▶ GOAL OF THE EXERCISE
Beginning with the line that holds "Target: leaning tree" and ending with the last line below, repeat each line exactly, leaving any pictures out.

▶ SOURCE DATA
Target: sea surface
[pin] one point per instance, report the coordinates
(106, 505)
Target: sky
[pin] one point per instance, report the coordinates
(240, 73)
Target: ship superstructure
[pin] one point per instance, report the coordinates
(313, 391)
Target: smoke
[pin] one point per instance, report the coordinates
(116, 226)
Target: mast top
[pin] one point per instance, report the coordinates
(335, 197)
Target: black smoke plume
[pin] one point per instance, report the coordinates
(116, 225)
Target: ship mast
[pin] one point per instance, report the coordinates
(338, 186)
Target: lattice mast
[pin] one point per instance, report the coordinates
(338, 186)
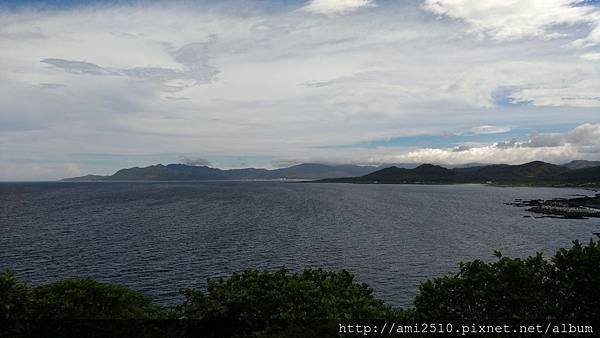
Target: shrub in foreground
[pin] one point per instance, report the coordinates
(565, 288)
(281, 303)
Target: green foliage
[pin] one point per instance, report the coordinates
(576, 279)
(517, 290)
(565, 288)
(86, 298)
(15, 297)
(278, 303)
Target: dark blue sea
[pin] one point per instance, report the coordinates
(161, 237)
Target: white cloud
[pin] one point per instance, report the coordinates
(514, 19)
(275, 82)
(490, 129)
(582, 142)
(336, 6)
(591, 56)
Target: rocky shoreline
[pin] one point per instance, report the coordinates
(580, 207)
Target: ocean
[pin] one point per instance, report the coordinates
(161, 237)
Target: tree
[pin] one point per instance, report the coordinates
(257, 303)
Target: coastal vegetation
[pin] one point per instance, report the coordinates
(313, 302)
(535, 173)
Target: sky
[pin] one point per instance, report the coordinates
(91, 87)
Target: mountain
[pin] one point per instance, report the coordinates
(182, 172)
(581, 164)
(532, 173)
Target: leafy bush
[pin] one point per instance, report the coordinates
(15, 297)
(277, 303)
(565, 288)
(86, 298)
(517, 290)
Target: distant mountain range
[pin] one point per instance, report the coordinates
(533, 173)
(182, 172)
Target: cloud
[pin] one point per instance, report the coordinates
(490, 130)
(275, 82)
(193, 57)
(329, 7)
(195, 161)
(51, 85)
(515, 19)
(591, 56)
(583, 142)
(79, 67)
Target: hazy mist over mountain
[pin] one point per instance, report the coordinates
(92, 87)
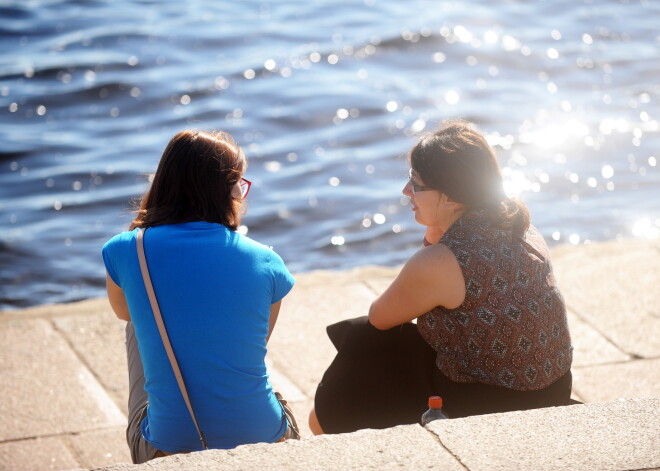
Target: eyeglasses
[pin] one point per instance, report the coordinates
(415, 186)
(245, 185)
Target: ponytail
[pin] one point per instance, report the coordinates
(510, 214)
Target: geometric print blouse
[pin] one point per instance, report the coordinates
(511, 330)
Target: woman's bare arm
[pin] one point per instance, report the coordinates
(432, 277)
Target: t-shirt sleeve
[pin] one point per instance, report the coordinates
(113, 252)
(283, 280)
(107, 260)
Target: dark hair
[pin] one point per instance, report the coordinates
(194, 182)
(458, 161)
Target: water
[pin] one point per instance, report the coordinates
(326, 97)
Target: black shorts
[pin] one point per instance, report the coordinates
(381, 379)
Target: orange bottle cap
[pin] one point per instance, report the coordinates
(435, 402)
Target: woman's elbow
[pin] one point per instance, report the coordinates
(377, 320)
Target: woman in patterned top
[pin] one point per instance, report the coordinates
(491, 332)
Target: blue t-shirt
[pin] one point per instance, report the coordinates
(214, 288)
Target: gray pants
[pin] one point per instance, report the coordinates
(141, 450)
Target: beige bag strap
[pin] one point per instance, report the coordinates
(163, 332)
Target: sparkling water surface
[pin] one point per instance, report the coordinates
(326, 97)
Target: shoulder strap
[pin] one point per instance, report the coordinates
(163, 332)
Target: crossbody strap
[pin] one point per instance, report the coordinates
(163, 332)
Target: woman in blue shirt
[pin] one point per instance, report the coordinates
(219, 294)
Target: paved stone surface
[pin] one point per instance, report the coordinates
(405, 447)
(101, 448)
(604, 436)
(36, 454)
(640, 378)
(589, 346)
(52, 391)
(65, 383)
(614, 286)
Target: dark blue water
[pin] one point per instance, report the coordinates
(326, 97)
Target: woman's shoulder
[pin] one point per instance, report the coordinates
(118, 240)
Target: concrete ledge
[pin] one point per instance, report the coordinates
(616, 435)
(64, 389)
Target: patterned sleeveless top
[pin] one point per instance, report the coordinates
(511, 330)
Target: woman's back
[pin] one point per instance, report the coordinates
(215, 289)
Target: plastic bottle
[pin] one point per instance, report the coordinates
(435, 410)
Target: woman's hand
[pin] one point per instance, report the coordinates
(432, 277)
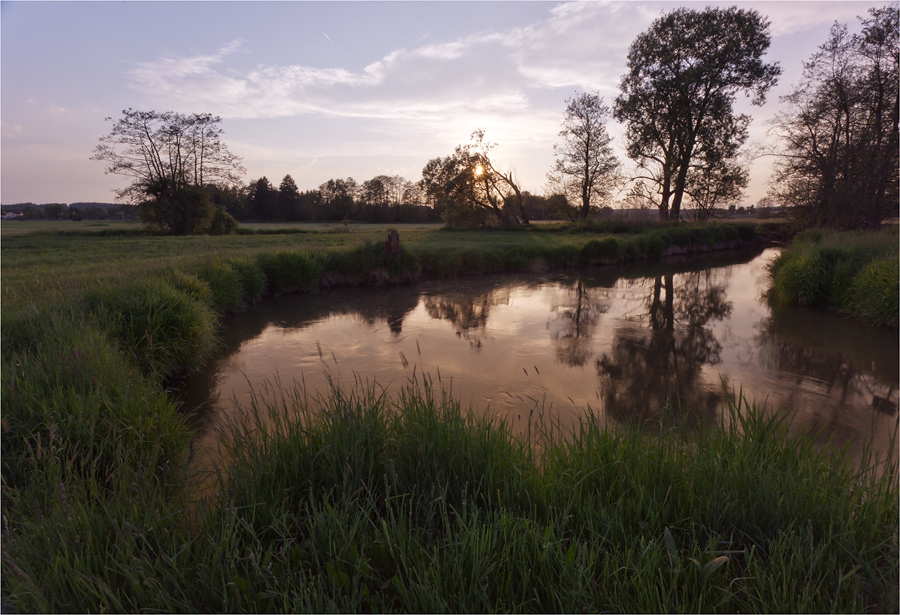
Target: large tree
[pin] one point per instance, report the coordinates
(586, 168)
(839, 162)
(678, 94)
(170, 158)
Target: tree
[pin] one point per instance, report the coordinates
(338, 198)
(262, 199)
(469, 188)
(170, 157)
(289, 202)
(586, 168)
(839, 162)
(678, 94)
(56, 211)
(711, 186)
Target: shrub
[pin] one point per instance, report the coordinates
(803, 280)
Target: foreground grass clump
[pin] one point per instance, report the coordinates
(408, 504)
(854, 272)
(360, 501)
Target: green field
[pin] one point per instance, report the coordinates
(358, 502)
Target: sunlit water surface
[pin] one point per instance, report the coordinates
(630, 343)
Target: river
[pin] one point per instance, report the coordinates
(636, 344)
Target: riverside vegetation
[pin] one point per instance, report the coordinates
(349, 500)
(854, 272)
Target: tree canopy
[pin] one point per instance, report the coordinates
(678, 94)
(586, 168)
(839, 162)
(170, 158)
(470, 189)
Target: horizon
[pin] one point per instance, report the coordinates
(323, 91)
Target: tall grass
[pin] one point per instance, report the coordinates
(356, 501)
(855, 272)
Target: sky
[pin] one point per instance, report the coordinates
(322, 90)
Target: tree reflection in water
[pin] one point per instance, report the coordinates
(577, 317)
(649, 373)
(467, 313)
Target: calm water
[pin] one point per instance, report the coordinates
(625, 341)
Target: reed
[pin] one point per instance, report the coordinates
(853, 272)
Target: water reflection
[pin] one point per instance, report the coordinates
(648, 372)
(632, 343)
(577, 311)
(467, 312)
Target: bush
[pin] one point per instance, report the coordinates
(802, 280)
(225, 284)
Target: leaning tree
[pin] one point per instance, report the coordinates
(678, 94)
(171, 158)
(470, 188)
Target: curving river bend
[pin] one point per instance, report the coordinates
(625, 341)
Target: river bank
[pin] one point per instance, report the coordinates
(96, 455)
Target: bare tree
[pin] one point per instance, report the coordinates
(470, 189)
(586, 168)
(170, 158)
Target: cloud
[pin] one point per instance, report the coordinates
(10, 130)
(486, 73)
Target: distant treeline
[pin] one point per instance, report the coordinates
(381, 199)
(71, 211)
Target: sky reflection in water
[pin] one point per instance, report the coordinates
(628, 342)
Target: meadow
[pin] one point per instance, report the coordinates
(349, 500)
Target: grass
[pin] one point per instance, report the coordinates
(852, 272)
(356, 501)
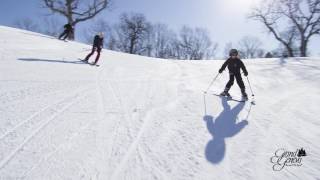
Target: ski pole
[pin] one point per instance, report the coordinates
(213, 80)
(250, 86)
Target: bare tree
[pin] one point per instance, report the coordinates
(195, 44)
(98, 26)
(76, 11)
(302, 17)
(250, 47)
(27, 24)
(51, 26)
(132, 32)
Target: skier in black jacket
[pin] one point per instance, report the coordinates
(234, 64)
(97, 46)
(67, 31)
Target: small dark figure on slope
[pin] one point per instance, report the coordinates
(97, 46)
(234, 65)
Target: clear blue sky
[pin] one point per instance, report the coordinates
(225, 19)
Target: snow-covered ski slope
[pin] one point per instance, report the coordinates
(142, 118)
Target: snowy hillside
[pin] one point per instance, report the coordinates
(141, 118)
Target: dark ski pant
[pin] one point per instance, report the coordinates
(64, 34)
(239, 82)
(91, 53)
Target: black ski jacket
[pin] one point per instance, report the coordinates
(98, 42)
(68, 27)
(234, 66)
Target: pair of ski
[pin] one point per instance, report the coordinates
(230, 98)
(86, 62)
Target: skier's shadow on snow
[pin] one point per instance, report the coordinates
(50, 60)
(223, 126)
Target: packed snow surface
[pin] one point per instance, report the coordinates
(143, 118)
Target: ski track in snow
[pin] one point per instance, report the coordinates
(34, 132)
(140, 118)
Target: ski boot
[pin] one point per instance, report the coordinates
(225, 93)
(244, 95)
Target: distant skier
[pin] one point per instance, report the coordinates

▶ TASK RESULT
Target: leaning tree
[pin] one point per instance, report the coordinates
(678, 94)
(171, 158)
(470, 188)
Target: curving river bend
[pin] one point per instance, report the coordinates
(625, 341)
Target: river bank
[pin] one point per instance, report the coordinates
(96, 455)
Target: bare tree
[pin] one point per instance, report the coordinates
(470, 189)
(586, 168)
(170, 158)
Target: cloud
[pin] one point per instance, report the coordinates
(10, 130)
(486, 73)
Target: distant treeline
[pin] one point per instance, report the coordinates
(381, 199)
(71, 211)
Target: sky reflection in water
[pin] one point per instance, report the coordinates
(628, 342)
Target: meadow
[pin] one point per instance, report the coordinates
(349, 500)
Target: grass
[pin] one point per instance, report the coordinates
(852, 272)
(356, 501)
Target: ski pole
[pin] one point per instance, report the coordinates
(213, 80)
(250, 86)
Target: bare tree
[pin] one point per instance, report the coordinates
(195, 44)
(98, 26)
(76, 11)
(302, 17)
(250, 47)
(27, 24)
(51, 26)
(132, 32)
Target: skier in black jacket
[pin] one point per instance, report the coordinates
(234, 64)
(97, 46)
(67, 31)
Target: small dark figure on slope
[pin] one point per instance, report the coordinates
(97, 46)
(234, 65)
Target: clear blue sky
[pin] one point per instance, report the coordinates
(225, 19)
Target: snow-covered ski slope
[pin] one point per instance, report the coordinates
(142, 118)
Target: snowy hillside
[pin] one point per instance, report the coordinates
(141, 118)
Target: dark ski pant
[pin] one point per instance, report the coordinates
(64, 34)
(239, 82)
(91, 53)
Target: black ski jacket
[pin] one point per instance, report the coordinates
(98, 42)
(68, 27)
(234, 66)
Target: pair of ski
[pin] one point per instance, report the coordinates
(230, 98)
(86, 62)
Target: skier's shadow on snow
[pin] one point per instance, report the coordinates
(50, 60)
(223, 126)
Target: packed snow surface
[pin] one point per instance, report the coordinates
(143, 118)
Target: ski track in snow
[pin] one point per instance, report the coordinates
(34, 132)
(140, 118)
Target: ski boot
[pin] one point per instance, report the coordinates
(225, 93)
(244, 95)
Target: distant skier
[pin] one point per instance, report the coordinates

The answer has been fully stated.